## SOURCE MATERIAL
+-------+

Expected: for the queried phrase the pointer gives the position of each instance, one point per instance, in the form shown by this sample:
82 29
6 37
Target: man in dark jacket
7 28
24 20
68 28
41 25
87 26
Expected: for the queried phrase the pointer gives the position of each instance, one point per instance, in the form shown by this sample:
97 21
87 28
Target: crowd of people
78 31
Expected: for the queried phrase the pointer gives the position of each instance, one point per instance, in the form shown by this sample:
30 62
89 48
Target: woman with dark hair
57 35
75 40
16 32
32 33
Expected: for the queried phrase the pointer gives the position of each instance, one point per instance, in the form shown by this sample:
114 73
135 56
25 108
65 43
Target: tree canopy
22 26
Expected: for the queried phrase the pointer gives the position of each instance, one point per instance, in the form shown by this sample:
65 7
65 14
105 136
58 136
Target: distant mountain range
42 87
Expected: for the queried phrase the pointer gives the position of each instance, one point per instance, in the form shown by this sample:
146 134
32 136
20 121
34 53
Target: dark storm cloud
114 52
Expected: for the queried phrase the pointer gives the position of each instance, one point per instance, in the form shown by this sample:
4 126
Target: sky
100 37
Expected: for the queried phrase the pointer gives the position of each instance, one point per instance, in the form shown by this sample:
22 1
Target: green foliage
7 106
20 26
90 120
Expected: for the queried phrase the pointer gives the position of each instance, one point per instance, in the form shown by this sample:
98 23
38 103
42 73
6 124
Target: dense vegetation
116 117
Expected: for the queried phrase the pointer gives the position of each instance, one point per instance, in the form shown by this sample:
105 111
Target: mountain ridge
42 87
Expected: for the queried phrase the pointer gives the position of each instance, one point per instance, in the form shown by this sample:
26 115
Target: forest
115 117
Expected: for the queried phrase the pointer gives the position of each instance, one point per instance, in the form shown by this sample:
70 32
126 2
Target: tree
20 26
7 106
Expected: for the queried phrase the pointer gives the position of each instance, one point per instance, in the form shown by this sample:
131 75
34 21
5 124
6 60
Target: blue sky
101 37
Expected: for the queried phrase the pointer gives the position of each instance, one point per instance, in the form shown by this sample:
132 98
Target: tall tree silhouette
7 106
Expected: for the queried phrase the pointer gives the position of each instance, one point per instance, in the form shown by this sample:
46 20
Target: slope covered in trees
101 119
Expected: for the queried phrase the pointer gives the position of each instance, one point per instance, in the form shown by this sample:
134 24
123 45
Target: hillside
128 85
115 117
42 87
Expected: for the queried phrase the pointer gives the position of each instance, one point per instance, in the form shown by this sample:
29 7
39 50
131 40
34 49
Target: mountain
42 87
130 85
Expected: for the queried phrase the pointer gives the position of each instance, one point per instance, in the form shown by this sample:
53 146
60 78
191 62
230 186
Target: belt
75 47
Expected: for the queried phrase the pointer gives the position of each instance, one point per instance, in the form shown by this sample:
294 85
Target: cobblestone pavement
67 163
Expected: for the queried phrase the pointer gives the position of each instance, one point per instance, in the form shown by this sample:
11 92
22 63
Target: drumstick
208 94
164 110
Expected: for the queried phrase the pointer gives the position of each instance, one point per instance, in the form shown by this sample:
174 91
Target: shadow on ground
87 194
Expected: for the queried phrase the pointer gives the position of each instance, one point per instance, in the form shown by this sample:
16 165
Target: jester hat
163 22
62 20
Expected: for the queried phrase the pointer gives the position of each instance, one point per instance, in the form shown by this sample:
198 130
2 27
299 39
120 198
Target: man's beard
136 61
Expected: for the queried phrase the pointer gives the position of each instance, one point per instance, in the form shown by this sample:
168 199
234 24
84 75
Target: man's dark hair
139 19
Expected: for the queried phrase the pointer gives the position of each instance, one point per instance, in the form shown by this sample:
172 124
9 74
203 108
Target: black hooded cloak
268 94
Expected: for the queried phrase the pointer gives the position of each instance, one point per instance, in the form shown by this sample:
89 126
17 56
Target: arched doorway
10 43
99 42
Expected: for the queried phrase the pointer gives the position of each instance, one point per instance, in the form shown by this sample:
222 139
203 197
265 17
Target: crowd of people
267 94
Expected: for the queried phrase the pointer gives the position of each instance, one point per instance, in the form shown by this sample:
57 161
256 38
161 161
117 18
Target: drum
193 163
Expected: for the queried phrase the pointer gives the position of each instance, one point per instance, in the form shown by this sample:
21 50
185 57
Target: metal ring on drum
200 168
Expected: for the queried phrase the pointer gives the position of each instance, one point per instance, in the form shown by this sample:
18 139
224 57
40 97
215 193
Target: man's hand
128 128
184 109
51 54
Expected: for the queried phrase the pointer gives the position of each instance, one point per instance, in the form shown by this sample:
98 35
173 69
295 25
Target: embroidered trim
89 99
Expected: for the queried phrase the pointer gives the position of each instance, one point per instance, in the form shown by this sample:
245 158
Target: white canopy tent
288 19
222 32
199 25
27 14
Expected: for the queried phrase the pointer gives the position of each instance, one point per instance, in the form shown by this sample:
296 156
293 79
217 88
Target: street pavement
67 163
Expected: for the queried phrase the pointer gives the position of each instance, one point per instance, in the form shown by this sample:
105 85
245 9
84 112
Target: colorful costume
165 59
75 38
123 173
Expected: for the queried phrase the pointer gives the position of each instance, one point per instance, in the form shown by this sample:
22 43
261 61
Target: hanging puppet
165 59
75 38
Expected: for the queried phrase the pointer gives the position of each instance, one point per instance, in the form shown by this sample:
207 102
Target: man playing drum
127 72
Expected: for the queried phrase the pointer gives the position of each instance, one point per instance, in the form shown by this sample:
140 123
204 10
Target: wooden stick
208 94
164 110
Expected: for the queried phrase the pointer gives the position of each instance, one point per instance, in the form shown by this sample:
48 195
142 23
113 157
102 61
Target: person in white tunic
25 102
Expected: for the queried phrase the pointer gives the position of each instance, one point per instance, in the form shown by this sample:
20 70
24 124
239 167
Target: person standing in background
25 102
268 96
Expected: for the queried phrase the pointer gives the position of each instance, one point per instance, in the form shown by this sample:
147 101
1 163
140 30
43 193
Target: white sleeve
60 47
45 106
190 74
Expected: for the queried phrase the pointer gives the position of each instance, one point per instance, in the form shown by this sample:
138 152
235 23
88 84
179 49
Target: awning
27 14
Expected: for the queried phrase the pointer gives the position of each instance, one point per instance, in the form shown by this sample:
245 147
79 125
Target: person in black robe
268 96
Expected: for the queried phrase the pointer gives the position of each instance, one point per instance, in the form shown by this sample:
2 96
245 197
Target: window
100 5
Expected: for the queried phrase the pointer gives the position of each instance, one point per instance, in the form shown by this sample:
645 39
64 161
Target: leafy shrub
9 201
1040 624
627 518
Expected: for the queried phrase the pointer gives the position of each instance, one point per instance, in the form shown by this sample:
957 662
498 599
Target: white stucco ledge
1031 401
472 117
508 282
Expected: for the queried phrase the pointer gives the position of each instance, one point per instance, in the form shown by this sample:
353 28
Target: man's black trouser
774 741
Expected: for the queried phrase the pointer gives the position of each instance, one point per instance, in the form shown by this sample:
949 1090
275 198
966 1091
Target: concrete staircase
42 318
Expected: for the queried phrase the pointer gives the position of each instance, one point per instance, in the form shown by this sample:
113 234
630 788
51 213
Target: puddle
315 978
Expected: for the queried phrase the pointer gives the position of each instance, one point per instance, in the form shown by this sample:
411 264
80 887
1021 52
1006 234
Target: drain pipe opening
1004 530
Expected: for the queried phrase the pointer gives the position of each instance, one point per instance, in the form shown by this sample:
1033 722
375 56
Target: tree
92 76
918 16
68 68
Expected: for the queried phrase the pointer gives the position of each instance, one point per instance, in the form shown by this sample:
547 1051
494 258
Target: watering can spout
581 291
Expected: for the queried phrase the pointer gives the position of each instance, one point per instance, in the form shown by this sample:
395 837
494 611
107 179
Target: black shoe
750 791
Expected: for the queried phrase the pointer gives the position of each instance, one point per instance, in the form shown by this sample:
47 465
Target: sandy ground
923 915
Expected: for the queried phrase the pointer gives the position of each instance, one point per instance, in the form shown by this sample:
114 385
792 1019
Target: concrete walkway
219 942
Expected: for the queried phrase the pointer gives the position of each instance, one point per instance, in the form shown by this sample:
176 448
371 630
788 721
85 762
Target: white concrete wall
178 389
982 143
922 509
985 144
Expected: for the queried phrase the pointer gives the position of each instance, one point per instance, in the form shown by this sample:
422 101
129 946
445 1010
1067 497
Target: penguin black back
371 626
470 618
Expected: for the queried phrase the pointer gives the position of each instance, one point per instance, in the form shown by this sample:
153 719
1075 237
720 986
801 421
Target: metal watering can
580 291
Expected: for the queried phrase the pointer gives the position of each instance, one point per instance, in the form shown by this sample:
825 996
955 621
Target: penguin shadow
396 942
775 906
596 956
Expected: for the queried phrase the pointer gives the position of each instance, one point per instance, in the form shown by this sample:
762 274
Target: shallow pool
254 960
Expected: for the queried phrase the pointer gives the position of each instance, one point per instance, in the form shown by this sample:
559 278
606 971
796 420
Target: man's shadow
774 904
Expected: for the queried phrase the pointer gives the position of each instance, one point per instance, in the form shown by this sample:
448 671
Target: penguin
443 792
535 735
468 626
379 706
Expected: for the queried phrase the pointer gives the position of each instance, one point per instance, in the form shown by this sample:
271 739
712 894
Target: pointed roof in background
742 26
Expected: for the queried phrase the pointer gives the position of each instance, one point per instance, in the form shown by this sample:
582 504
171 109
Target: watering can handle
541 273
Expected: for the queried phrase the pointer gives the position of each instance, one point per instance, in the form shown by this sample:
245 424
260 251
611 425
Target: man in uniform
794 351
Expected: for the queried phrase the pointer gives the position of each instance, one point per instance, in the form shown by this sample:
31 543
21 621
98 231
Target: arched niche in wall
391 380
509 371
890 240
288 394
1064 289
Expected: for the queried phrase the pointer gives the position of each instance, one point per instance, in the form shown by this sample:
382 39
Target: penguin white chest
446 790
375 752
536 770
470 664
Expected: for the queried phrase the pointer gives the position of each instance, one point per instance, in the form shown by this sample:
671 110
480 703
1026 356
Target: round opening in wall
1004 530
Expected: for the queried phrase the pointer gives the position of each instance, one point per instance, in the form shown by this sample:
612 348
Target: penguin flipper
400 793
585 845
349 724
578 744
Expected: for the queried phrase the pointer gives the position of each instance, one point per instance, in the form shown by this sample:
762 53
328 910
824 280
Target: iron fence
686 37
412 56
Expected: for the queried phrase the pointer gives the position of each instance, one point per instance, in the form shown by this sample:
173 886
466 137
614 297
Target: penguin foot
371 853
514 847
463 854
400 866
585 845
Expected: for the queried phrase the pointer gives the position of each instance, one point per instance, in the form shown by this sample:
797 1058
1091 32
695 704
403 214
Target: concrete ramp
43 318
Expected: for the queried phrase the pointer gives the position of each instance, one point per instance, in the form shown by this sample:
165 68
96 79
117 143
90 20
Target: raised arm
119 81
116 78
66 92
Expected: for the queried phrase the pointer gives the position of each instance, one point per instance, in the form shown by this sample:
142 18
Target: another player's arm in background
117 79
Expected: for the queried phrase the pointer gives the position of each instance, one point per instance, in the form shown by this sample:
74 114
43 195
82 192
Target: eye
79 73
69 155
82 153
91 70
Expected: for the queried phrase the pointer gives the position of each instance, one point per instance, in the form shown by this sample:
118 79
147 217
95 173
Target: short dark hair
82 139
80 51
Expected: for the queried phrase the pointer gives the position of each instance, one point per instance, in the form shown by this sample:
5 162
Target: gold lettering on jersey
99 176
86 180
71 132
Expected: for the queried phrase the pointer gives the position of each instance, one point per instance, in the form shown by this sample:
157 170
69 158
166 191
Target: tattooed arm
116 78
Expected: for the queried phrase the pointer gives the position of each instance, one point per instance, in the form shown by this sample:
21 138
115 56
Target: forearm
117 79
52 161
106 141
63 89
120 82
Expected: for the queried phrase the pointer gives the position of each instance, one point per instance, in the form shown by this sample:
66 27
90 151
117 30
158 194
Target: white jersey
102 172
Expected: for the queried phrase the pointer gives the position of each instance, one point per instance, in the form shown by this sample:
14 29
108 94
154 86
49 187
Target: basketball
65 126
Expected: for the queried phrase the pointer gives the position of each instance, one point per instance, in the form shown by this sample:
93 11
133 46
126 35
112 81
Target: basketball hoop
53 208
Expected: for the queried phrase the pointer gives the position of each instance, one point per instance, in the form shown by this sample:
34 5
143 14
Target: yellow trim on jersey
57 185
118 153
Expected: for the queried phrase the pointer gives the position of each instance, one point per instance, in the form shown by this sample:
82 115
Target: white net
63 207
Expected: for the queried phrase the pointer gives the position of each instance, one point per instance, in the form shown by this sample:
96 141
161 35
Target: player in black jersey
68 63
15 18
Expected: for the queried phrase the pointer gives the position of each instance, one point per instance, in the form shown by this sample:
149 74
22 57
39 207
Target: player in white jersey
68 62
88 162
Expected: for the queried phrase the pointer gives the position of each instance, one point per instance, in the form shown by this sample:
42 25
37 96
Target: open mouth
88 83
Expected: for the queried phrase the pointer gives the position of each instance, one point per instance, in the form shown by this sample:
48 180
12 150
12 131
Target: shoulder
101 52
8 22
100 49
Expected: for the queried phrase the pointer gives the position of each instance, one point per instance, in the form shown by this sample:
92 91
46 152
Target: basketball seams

+-------+

## STATED GOAL
Pick out and copy each line of the records above that contains the word "canopy". Match case exactly.

## EXPECTED ANSWER
Target: tree canopy
Target: white canopy tent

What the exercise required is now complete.